§ **SOURCE PASSAGE**:
▬▬▬▬▬▬▬▬▬▬

Thanks for the excellent bug report here, Andreas. To summarize, the issue is that there are sufficient free hugepages on a second NUMA node but nova is not smart enough to choose CPUs from this node instead of the first one. Is this correct? If so, this sounds like a valid issue with the scheduler. As you've noted in the Customer Portal solution, the obvious workaround is to simply allocate more hugepages, but this wastes resources and nova should handle this better IMO.
Hi Stephen, Yes, from a customer environment and from my lab, I can confirm this behavior. I did not look into the code, so I cannot tell you if this is really what happens. But looking at nova as a black box, this seems to be nova's behavior. I don't believe it's the scheduler: the scheduler passes, the instance tries to boot on the compute node. It seems more to be related to openstack-nova-compute which should select the other NUMA node with free memory, but it looks as if it cared first and foremost about free CPUs to pick the NUMA node. When placing an instance on a NUMA node, nova should consider all resources (cpu, memory, etc.) and only then make a decision about where to put the instance. By the way, this could also be a configuration issue, if this feature already exists and simply is non-default. Thanks, Andreas
The instances that are using a NUMA topology should be scheduled on isolated host aggregate that is because the memory is counting differently. So mixing instances with and without NUMA topology creates such behavior. Basically in Nova world all instances that use pinning, huge pages, realtime, numa feature are using a NUMA topology.
In this case, instances aren't actually being mixed. All instances are Cisco CSR1kv, using a single flavor with 4G memory, 2 vCPUs, and {"hw:cpu_policy": "dedicated", "hw:mem_page_size": "any"} The first 10-12 instances start fine, but once all the 1G hugepages are allocated from NUMA0, with 2 left on NUMA0 and 52 available on NUMA1, that's when it fails. Multiple quantity retries, where 10 instances are booted, result in 4-6 succeeding and the rest failing with this error. Retrying this repeatedly eventually results in the maximum number of instances running, but only after 40% of them failing to start.
I need sosreport because Im not able to reproduce the case. In my env the guests are well placed on the host NUMA nodes. I started several instances and all were well assigned on the NUMA nodes with HP available. An other point is that, to schedule on NUMA1, since you have cpu_policy=dedicated you need to have free pCPUs on that host NUMA node. Also are you using vpu_pin_set option to exclude some pCPUs?
An other point I just noted. My tests are on master since I don't think that there were changes in this part of code but based on comment 4 it seems that could be the case. I will try that. But please in that time f you can share sosreport that could help.

▬▬▬▬▬▬▬▬▬▬

Stored items from a collection:

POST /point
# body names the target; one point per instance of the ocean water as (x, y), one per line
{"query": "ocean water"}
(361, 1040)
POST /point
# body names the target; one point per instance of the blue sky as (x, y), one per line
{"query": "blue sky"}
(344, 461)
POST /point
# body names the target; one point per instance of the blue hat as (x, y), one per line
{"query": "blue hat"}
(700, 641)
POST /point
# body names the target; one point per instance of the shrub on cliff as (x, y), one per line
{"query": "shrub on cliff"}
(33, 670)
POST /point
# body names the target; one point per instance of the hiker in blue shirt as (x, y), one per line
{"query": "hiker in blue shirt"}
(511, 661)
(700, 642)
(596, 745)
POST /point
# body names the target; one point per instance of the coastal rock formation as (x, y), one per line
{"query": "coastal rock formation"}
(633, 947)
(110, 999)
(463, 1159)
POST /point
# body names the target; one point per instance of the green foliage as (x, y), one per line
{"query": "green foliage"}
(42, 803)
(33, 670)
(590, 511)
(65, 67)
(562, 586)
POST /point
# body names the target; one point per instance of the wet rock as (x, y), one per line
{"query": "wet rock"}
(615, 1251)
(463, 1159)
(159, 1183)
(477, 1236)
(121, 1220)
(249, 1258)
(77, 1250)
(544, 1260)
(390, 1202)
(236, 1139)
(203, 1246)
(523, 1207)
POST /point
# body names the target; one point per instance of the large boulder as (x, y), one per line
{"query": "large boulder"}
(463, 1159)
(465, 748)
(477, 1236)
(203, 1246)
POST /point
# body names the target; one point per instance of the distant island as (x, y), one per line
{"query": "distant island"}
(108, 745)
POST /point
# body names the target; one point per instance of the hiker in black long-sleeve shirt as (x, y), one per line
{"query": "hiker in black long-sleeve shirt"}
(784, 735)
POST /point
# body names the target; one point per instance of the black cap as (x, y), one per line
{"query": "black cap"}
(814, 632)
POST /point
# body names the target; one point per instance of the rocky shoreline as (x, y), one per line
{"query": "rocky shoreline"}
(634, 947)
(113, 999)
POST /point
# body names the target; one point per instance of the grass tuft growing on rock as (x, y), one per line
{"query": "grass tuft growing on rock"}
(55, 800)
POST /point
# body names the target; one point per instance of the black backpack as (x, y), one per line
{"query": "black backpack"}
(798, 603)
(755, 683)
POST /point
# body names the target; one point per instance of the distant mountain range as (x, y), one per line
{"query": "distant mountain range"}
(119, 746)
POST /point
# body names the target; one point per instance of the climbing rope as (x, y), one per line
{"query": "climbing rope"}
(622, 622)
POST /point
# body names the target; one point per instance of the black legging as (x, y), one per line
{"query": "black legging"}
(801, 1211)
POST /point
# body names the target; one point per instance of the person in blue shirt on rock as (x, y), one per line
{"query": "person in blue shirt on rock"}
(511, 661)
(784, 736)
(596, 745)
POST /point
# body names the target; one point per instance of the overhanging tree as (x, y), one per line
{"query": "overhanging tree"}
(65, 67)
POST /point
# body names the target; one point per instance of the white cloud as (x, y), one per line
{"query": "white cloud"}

▬▬▬▬▬▬▬▬▬▬

§ **REQUEST 1**:
In one to three sentences, explain why the thread on NUMA placement says free pCPUs are needed on NUMA1 for instances to be scheduled there.
§ **REQUEST 2**:
Return the stretch of the thread on NUMA placement from "I need sosreport" through "that could help.", copied word for word.
The data are not required for any of these tasks.

§ **RIGHT ANSWER 1**:
The instances use cpu_policy=dedicated. Because of that policy, placing them on NUMA1 requires free pCPUs on that host NUMA node.

§ **RIGHT ANSWER 2**:
I need sosreport because Im not able to reproduce the case. In my env the guests are well placed on the host NUMA nodes. I started several instances and all were well assigned on the NUMA nodes with HP available. An other point is that, to schedule on NUMA1, since you have cpu_policy=dedicated you need to have free pCPUs on that host NUMA node. Also are you using vpu_pin_set option to exclude some pCPUs?
An other point I just noted. My tests are on master since I don't think that there were changes in this part of code but based on comment 4 it seems that could be the case. I will try that. But please in that time f you can share sosreport that could help.